> [WHAT TO WORK ON]: Write out every entry in full. Leave nothing out.

> [DATASET CONTENT]:
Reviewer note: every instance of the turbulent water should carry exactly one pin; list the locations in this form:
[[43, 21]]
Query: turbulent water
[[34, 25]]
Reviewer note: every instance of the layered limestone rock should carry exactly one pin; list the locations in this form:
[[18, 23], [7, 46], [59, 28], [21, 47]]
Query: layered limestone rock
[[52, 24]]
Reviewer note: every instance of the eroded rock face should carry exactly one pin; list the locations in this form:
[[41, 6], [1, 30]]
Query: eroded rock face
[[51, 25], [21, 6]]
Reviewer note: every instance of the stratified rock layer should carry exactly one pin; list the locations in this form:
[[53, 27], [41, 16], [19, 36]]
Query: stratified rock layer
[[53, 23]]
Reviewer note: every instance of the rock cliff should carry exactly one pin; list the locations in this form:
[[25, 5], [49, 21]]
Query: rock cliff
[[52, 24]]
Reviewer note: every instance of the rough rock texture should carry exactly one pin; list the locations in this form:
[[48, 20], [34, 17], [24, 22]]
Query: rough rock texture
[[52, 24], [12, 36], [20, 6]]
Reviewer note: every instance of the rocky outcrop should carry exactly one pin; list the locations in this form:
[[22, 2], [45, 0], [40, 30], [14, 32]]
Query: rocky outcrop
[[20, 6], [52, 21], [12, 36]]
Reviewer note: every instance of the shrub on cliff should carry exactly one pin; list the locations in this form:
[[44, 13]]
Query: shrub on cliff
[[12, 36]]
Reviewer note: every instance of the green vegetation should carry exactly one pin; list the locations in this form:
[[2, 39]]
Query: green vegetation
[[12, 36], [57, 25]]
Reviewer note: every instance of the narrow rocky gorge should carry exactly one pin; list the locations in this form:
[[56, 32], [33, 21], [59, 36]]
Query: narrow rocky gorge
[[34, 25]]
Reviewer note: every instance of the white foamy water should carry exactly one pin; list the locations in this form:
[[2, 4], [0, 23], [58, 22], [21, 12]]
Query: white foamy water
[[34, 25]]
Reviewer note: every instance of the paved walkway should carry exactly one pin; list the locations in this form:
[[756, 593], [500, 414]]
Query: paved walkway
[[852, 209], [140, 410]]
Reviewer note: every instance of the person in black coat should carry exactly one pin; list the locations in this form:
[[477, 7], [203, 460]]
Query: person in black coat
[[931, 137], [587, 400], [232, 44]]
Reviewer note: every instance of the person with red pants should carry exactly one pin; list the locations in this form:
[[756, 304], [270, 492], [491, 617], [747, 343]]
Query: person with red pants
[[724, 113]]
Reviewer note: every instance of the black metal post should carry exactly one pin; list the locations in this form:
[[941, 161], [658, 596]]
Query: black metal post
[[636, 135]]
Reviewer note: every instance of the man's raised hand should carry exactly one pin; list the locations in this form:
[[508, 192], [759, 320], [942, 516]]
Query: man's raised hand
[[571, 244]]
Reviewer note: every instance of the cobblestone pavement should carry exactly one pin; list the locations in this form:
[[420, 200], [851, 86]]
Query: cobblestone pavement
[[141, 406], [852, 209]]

> [SOLUTION TO THE EXERCISE]:
Reviewer note: every instance of the turbulent water should carry exactly one pin; list the locations in this form:
[[43, 21]]
Query: turbulent water
[[34, 25]]
Reviewer note: every instance of the layered limestone rock should carry exactly one pin; list the locations in this form:
[[18, 23], [7, 46], [59, 28], [21, 47]]
Query: layered limestone rock
[[52, 24]]
Reviewer note: every instance of the eroded rock face should carry exactly one pin; list the locations in this form:
[[41, 6], [1, 30]]
Query: eroded rock face
[[51, 25], [21, 6]]
Reviewer note: every instance of the stratified rock layer should carry exactly one pin; list the locations in this form:
[[53, 27], [41, 16], [19, 36]]
Query: stratified rock layer
[[53, 23]]
Reviewer note: every instance of the rock cliff should carry exactly one pin; list the locations in this form:
[[25, 5], [49, 21]]
Query: rock cliff
[[52, 24]]
Reviewer note: every instance of the rough rock texture should carry exactly one pin; list the locations in this form:
[[48, 20], [34, 17], [24, 22]]
Query: rough rock texture
[[52, 24], [12, 36], [20, 6]]
Reviewer note: every instance of the rocky outcrop should carry exactly one pin; list the locations in this form:
[[22, 2], [45, 0], [40, 30], [14, 32]]
Query: rocky outcrop
[[20, 6], [52, 21], [12, 36]]
Reviewer note: every instance of the shrub on cliff should carry exactly one pin; list the locations in this form:
[[44, 13]]
Query: shrub on cliff
[[12, 36]]
Reviewer note: every instance of the green vegetation should carry exactly one pin; list the locations in this form:
[[2, 39]]
Query: green vegetation
[[12, 36], [57, 25]]
Reviewer note: every instance of the narrow rocky gorge should carry exactly one pin; list the locations in this form:
[[56, 32], [33, 21], [59, 36]]
Query: narrow rocky gorge
[[34, 25]]
Reviewer note: every instance of the white foamy water should carry exactly one pin; list the locations in this form:
[[2, 4], [0, 23], [58, 22], [21, 12]]
Query: white foamy water
[[34, 25]]
Reviewer note: every instance of the paved walkway should carry exactly one pin; list the locations in this form:
[[756, 593], [500, 414]]
Query: paved walkway
[[852, 209], [140, 410]]
Reviewer note: every instance of the person in black coat should carry exactly one pin; list the locations in this form:
[[477, 7], [203, 460]]
Query: person in black coat
[[931, 137], [587, 400], [232, 44]]
Reviewer note: every instance of the person with red pants should carry exactly one pin; list the locations in this form:
[[756, 304], [270, 492], [491, 617], [747, 343]]
Query: person with red pants
[[724, 113]]
Reviewer note: every instance of the black metal post should carry exactly one pin; list the locations in this form:
[[941, 161], [658, 596]]
Query: black metal post
[[636, 135]]
Reviewer note: every instance of the man's raised hand should carry exactly one pin; list the locations in this form:
[[508, 192], [759, 320], [942, 516]]
Query: man's raised hand
[[571, 244]]
Reviewer note: every instance of the cobblestone pavement should carry exactly one pin; list the locations in this form:
[[420, 200], [851, 86]]
Query: cobblestone pavement
[[141, 406], [852, 209]]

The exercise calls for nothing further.